**PROBLEM TO WORK ON:** Please copy word for word the lines of the material below, from the line containing "Q: Mark a point on every instance of the white glove" through the final line of the material, and nothing else.
::::
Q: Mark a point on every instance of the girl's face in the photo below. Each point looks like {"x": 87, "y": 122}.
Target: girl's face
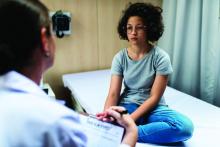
{"x": 136, "y": 30}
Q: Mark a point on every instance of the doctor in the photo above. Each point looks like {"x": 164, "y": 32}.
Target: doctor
{"x": 28, "y": 117}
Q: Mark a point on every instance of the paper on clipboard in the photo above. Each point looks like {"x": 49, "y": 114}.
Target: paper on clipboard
{"x": 101, "y": 133}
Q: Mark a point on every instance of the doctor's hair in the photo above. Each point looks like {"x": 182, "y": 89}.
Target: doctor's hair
{"x": 151, "y": 17}
{"x": 20, "y": 27}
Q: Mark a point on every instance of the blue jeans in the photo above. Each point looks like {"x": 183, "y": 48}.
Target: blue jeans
{"x": 162, "y": 125}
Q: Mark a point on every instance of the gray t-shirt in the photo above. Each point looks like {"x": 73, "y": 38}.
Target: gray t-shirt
{"x": 138, "y": 76}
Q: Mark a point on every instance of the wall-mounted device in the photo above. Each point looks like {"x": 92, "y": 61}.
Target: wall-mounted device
{"x": 61, "y": 23}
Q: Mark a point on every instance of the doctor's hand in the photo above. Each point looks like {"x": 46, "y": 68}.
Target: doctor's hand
{"x": 115, "y": 113}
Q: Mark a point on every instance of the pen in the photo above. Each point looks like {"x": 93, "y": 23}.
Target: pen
{"x": 123, "y": 112}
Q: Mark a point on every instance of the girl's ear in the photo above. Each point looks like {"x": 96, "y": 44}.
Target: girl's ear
{"x": 45, "y": 42}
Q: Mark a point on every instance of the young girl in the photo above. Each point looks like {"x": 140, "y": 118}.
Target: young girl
{"x": 144, "y": 69}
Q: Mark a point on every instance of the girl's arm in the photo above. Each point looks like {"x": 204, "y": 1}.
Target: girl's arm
{"x": 114, "y": 91}
{"x": 157, "y": 91}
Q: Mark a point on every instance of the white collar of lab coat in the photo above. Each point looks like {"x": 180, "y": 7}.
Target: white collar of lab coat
{"x": 17, "y": 82}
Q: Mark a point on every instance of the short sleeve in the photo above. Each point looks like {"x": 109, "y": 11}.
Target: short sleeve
{"x": 116, "y": 68}
{"x": 163, "y": 64}
{"x": 67, "y": 131}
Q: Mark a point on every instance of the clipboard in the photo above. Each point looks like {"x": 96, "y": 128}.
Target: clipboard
{"x": 101, "y": 133}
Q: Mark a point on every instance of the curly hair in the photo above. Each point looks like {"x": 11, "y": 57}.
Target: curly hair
{"x": 151, "y": 16}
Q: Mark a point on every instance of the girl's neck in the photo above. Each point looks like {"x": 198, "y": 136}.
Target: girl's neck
{"x": 140, "y": 49}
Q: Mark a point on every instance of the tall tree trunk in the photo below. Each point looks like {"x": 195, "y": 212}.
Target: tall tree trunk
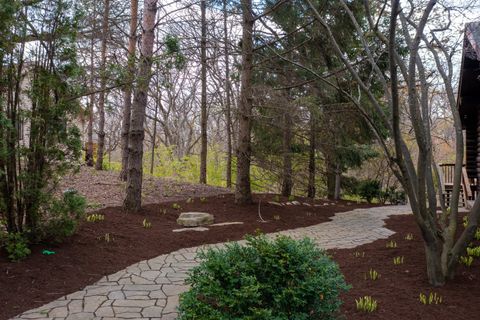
{"x": 127, "y": 95}
{"x": 91, "y": 104}
{"x": 311, "y": 158}
{"x": 103, "y": 85}
{"x": 203, "y": 152}
{"x": 228, "y": 112}
{"x": 243, "y": 193}
{"x": 287, "y": 182}
{"x": 338, "y": 183}
{"x": 133, "y": 199}
{"x": 331, "y": 177}
{"x": 154, "y": 137}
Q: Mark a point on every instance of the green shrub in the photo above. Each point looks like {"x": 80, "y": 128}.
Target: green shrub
{"x": 16, "y": 245}
{"x": 369, "y": 189}
{"x": 265, "y": 279}
{"x": 392, "y": 195}
{"x": 64, "y": 216}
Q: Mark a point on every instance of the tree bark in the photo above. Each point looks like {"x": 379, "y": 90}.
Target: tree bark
{"x": 338, "y": 183}
{"x": 103, "y": 85}
{"x": 133, "y": 199}
{"x": 152, "y": 160}
{"x": 287, "y": 182}
{"x": 127, "y": 103}
{"x": 311, "y": 158}
{"x": 243, "y": 193}
{"x": 203, "y": 151}
{"x": 228, "y": 112}
{"x": 91, "y": 104}
{"x": 330, "y": 174}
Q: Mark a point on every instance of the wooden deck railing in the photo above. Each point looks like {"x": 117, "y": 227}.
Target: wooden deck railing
{"x": 468, "y": 187}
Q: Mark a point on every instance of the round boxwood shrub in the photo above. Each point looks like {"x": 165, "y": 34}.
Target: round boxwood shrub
{"x": 279, "y": 279}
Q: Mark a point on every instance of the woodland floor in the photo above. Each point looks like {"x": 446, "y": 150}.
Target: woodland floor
{"x": 103, "y": 189}
{"x": 399, "y": 286}
{"x": 87, "y": 257}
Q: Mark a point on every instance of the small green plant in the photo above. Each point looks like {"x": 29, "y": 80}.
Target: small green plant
{"x": 477, "y": 234}
{"x": 373, "y": 275}
{"x": 465, "y": 221}
{"x": 265, "y": 279}
{"x": 433, "y": 298}
{"x": 16, "y": 245}
{"x": 366, "y": 304}
{"x": 474, "y": 252}
{"x": 369, "y": 189}
{"x": 94, "y": 205}
{"x": 108, "y": 237}
{"x": 147, "y": 224}
{"x": 357, "y": 254}
{"x": 398, "y": 260}
{"x": 467, "y": 261}
{"x": 63, "y": 217}
{"x": 95, "y": 217}
{"x": 391, "y": 244}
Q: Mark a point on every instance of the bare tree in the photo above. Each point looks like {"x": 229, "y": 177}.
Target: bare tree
{"x": 203, "y": 106}
{"x": 103, "y": 85}
{"x": 127, "y": 104}
{"x": 228, "y": 113}
{"x": 243, "y": 193}
{"x": 133, "y": 199}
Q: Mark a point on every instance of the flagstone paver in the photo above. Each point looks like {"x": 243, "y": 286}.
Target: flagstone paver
{"x": 149, "y": 289}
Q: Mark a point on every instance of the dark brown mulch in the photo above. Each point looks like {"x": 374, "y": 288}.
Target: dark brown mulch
{"x": 86, "y": 257}
{"x": 397, "y": 290}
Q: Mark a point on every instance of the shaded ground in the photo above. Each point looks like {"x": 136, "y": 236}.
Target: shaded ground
{"x": 103, "y": 189}
{"x": 399, "y": 286}
{"x": 102, "y": 248}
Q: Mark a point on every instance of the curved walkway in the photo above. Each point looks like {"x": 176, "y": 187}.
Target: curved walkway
{"x": 150, "y": 288}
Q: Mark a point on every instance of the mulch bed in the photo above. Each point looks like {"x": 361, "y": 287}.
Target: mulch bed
{"x": 399, "y": 286}
{"x": 86, "y": 257}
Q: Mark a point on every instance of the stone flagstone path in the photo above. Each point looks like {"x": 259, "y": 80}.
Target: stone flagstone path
{"x": 150, "y": 288}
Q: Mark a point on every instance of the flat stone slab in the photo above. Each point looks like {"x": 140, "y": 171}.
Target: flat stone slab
{"x": 221, "y": 224}
{"x": 198, "y": 229}
{"x": 195, "y": 219}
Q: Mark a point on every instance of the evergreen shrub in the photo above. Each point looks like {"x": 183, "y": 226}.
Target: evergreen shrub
{"x": 265, "y": 279}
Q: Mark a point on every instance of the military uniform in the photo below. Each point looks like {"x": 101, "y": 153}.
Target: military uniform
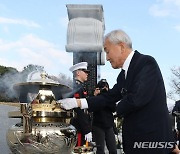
{"x": 82, "y": 121}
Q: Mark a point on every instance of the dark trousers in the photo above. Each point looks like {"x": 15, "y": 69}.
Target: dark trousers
{"x": 103, "y": 136}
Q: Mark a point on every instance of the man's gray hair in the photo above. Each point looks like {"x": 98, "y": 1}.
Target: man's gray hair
{"x": 117, "y": 36}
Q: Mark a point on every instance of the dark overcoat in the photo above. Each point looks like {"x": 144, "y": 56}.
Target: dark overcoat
{"x": 142, "y": 104}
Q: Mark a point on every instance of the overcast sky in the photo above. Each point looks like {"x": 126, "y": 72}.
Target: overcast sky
{"x": 34, "y": 32}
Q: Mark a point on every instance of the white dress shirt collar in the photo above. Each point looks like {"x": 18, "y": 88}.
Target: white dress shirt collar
{"x": 127, "y": 63}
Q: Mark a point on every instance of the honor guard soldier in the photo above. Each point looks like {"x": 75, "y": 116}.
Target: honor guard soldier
{"x": 82, "y": 121}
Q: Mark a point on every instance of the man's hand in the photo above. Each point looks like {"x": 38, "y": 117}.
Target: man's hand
{"x": 68, "y": 103}
{"x": 88, "y": 137}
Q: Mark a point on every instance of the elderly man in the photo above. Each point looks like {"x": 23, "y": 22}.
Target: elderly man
{"x": 141, "y": 94}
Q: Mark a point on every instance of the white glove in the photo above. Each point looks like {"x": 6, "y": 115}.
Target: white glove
{"x": 88, "y": 137}
{"x": 68, "y": 103}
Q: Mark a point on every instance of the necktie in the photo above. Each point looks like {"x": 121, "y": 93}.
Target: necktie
{"x": 123, "y": 90}
{"x": 122, "y": 73}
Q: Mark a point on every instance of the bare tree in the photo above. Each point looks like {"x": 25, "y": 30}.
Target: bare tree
{"x": 174, "y": 93}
::::
**ANSWER TO THE EXERCISE:**
Q: Mark a point on every instance of the white glove in the photo above. Each point looks like {"x": 6, "y": 115}.
Target: white glove
{"x": 88, "y": 137}
{"x": 68, "y": 103}
Q: Mark a point on every instance of the necktie in the photo above. Each point looks like {"x": 121, "y": 93}.
Target: necktie
{"x": 123, "y": 90}
{"x": 122, "y": 73}
Q: Mark a point on every instance of the bare tree in the photo above. Each point looks like {"x": 25, "y": 30}.
Target: bare tree
{"x": 174, "y": 93}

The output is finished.